What the task asks ::
Rewrite the rows below, beginning at the line that has "of the watch" and stopping at the end of the rows, with the requests included. In the answers only, increase every x and y coordinate by 122.

# START OF Records shown

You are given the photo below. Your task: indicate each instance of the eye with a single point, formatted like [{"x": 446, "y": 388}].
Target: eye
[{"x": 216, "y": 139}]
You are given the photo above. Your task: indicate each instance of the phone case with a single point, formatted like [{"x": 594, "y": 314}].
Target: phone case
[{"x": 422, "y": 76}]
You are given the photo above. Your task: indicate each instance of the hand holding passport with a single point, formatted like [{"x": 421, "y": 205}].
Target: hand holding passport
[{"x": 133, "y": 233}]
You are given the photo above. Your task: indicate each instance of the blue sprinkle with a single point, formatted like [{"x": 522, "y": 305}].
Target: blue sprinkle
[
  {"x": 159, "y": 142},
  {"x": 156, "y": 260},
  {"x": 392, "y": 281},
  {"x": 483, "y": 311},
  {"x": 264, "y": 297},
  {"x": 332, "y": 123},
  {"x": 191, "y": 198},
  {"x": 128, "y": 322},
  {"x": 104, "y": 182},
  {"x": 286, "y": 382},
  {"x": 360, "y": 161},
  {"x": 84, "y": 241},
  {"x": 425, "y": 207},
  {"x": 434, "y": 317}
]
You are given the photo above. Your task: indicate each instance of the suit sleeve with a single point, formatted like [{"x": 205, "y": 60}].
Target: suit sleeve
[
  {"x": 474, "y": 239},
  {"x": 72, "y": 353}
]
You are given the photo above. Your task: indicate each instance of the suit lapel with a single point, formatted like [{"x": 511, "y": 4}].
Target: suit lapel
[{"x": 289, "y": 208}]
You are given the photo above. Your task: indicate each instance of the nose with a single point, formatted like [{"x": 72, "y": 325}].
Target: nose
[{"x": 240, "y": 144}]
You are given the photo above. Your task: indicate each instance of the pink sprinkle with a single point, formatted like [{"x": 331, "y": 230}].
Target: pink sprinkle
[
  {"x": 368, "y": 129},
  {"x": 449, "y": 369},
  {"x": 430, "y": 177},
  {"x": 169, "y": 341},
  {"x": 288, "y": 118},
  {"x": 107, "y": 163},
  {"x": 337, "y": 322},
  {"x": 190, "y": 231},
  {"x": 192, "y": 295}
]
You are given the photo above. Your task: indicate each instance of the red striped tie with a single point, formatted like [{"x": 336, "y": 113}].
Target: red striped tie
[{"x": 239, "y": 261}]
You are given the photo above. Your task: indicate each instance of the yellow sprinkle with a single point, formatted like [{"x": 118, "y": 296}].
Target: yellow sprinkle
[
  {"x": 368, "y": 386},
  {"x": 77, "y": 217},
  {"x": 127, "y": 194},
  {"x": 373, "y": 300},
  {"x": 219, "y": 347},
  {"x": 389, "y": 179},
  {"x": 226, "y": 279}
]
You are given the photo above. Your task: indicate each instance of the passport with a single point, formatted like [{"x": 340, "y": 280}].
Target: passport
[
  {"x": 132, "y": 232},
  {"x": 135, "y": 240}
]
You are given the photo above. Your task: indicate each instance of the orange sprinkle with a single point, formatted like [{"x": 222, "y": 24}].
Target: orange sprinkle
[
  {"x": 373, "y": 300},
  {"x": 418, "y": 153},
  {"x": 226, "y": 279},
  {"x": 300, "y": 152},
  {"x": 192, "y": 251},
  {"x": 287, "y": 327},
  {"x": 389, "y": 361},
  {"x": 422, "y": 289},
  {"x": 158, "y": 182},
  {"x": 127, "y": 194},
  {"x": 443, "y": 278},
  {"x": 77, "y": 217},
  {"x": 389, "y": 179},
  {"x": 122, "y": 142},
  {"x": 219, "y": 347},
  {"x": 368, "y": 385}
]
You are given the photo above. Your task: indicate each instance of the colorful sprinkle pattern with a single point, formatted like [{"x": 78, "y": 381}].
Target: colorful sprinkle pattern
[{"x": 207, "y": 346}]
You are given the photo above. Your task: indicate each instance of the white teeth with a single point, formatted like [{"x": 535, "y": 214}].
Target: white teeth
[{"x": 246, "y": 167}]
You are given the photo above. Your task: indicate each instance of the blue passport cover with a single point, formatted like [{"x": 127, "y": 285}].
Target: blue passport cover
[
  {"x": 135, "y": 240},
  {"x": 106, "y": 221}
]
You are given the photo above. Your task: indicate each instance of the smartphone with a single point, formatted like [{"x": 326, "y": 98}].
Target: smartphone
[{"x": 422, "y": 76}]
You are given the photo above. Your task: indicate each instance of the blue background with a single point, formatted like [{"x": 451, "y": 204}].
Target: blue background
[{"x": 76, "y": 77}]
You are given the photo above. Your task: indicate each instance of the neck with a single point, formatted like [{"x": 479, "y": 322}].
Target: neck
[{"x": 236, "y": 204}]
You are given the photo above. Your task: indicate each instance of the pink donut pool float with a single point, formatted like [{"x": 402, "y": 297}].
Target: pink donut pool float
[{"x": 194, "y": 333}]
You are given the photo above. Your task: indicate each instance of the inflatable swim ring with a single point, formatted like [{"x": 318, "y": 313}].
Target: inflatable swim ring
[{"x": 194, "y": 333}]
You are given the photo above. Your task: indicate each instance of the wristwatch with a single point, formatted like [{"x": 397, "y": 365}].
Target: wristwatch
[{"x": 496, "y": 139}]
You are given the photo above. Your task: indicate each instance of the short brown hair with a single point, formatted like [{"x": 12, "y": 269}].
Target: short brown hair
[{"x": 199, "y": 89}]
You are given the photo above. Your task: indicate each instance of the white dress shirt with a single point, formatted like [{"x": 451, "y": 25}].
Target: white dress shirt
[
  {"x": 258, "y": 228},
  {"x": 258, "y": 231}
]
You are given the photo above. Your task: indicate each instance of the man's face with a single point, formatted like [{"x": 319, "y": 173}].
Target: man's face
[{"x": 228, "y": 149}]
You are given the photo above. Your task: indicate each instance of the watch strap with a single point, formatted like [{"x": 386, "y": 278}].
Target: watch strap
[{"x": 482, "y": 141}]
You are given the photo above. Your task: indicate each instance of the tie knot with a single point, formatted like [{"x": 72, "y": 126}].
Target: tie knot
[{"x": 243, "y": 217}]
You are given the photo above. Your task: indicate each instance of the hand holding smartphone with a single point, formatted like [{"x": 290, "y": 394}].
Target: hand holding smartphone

# END OF Records shown

In response ::
You are given the photo above. Your task: indicate each instance of the watch strap with a single point, formatted like [{"x": 386, "y": 278}].
Target: watch strap
[{"x": 604, "y": 263}]
You are given the photo above. Your task: indicate each instance of the tie knot with a single point, formatted like [{"x": 72, "y": 126}].
Target: tie knot
[{"x": 365, "y": 339}]
You are given the photo above. Your task: indicate each instance of the hand holding smartphone with a single point, formatted like [{"x": 290, "y": 394}].
Target: hand holding smartphone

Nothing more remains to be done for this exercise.